[Cite as Lukasiewicz v. Piotrowicz, 2024-Ohio-2754.]
IN THE COURT OF APPEALS OF OHIO SIXTH APPELLATE DISTRICT LUCAS COUNTY
Sue Lukasiewicz Court of Appeals No. L-23-1180
Appellant Trial Court No. CI0202203173
v.
Michael Piotrowicz DECISION AND JUDGMENT
Appellant Decided: July 19, 2024
*****
Steven C. Hales, for appellant.
Robert J. Huebner and Howard B. Hershman, for appellee.
I. INTRODUCTION
{¶ 1} Appellant, Sue Lukasiewicz, appeals the July 6, 2023 judgment of the Lucas
County Court of Common Pleas granting summary judgment in favor of appellee,
Michael Piotrowicz, following a dispute over appellee’s installation of a fence on his
property. For the following reasons, we affirm the trial court’s judgment. A. Facts and Procedural Background
{¶ 2} The parties own adjoining parcels of land in Maumee, Lucas County, Ohio.
Prior to appellee’s fence installation underlying this action, the parties’ properties were
separated by two sections of chain link fencing. One section, extending approximately
46 feet, was located on appellee’s property. Another section, extending approximately 19
feet, was located on appellant’s property. The two sections met near the property line
where only a small gap interrupted them from extending the entire length of the property
line. Neither party disputes that the 46-foot section was located entirely on appellee’s
property. Appellee maintains that the 19-foot section was located entirely on appellant’s
property while appellant argues that the smaller portion of the fence is “exactly on the
property line.” It is the 19-foot section of fence that underlies the current dispute.
{¶ 3} In April 2022, appellee applied for and received a permit from the City of
Maumee for the construction of a wooden privacy fence on his property to run the entire
length of the property line. Prior to installation, appellee received communication from
appellant, through her counsel, regarding concerns about the location of the new fence.

● ● ● ●

» **Things to do**
a. Answer these questions about the appeals decision:
(i) On what date was it decided?
(ii) About how long was the chain link section located on appellee's property?
(iii) What kind of fence did the City of Maumee permit cover?
b. Using the appeals decision, explain why the 19-foot section of fence, rather than the 46-foot section, is the one at issue.

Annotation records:
● ● ● ●

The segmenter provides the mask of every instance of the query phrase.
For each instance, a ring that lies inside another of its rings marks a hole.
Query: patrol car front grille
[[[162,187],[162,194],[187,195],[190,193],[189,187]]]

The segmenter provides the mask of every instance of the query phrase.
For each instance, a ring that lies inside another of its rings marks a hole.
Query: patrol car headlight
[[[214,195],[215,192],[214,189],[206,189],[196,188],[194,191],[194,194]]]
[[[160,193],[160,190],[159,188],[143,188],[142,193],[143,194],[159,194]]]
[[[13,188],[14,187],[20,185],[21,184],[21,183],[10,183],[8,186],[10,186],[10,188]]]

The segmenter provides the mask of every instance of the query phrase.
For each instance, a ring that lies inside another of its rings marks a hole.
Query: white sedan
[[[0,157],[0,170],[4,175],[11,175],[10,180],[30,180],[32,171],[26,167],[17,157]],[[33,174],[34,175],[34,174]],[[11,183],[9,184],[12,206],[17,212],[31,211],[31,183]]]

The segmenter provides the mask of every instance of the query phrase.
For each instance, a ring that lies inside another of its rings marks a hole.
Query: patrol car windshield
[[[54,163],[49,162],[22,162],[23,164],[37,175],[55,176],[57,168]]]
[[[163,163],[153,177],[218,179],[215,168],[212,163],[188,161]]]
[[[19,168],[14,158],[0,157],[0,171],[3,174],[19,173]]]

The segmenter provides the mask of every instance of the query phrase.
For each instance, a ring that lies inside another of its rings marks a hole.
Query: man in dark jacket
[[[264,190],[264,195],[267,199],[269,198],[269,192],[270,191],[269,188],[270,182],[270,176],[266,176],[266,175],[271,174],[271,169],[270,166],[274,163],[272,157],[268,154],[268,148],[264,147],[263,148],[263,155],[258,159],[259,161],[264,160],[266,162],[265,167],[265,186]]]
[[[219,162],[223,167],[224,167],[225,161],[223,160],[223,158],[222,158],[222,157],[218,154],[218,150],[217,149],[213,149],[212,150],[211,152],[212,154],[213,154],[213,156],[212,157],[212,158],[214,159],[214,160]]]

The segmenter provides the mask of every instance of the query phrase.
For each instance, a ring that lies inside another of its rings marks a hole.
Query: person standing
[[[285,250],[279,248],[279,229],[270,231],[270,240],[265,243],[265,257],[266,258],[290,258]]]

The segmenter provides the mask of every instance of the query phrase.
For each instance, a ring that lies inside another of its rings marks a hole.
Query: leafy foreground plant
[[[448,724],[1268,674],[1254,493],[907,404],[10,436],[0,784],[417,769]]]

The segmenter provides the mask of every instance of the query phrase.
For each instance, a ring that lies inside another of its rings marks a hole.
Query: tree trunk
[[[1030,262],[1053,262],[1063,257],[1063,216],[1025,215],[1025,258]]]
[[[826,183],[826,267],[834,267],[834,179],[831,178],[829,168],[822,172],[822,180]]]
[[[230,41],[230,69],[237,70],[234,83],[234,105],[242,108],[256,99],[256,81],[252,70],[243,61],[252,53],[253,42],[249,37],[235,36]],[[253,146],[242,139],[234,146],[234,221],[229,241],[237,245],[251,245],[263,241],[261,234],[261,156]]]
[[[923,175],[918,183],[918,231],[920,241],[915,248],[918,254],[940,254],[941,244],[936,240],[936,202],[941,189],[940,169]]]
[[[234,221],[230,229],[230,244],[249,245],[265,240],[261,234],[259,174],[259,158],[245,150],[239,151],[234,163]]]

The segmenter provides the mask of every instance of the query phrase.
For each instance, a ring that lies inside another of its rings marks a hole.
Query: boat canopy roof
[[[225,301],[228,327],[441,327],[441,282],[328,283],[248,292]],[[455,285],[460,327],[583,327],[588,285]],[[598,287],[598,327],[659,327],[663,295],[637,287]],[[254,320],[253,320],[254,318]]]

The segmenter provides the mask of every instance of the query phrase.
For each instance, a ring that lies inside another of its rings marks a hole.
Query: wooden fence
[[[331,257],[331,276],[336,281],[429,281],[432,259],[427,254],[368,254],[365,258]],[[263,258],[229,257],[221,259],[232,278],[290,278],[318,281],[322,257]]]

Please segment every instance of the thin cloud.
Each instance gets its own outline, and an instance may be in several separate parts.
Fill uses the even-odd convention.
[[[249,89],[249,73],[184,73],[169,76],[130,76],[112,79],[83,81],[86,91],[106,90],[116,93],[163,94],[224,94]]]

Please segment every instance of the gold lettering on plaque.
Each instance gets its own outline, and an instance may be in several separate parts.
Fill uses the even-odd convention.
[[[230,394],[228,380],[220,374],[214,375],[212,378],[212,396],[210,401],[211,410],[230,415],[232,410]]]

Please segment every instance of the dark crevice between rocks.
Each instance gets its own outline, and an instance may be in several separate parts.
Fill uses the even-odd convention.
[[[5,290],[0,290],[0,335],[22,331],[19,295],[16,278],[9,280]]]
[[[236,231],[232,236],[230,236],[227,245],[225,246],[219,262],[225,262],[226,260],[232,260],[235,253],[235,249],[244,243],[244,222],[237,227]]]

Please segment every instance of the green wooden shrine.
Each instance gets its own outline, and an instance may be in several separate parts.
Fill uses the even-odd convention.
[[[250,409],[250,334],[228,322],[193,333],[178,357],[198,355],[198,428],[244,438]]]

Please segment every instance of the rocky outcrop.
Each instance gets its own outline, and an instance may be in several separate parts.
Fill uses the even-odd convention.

● ● ● ●

» **Exercise solutions**
a.
(i) July 19, 2024.
(ii) About 46 feet.
(iii) A wooden privacy fence.

b. Neither party disputes that the 46-foot section was entirely on appellee's property. The parties disagree about the 19-foot section: appellee maintains it was entirely on appellant's property, while appellant argues it is "exactly on the property line."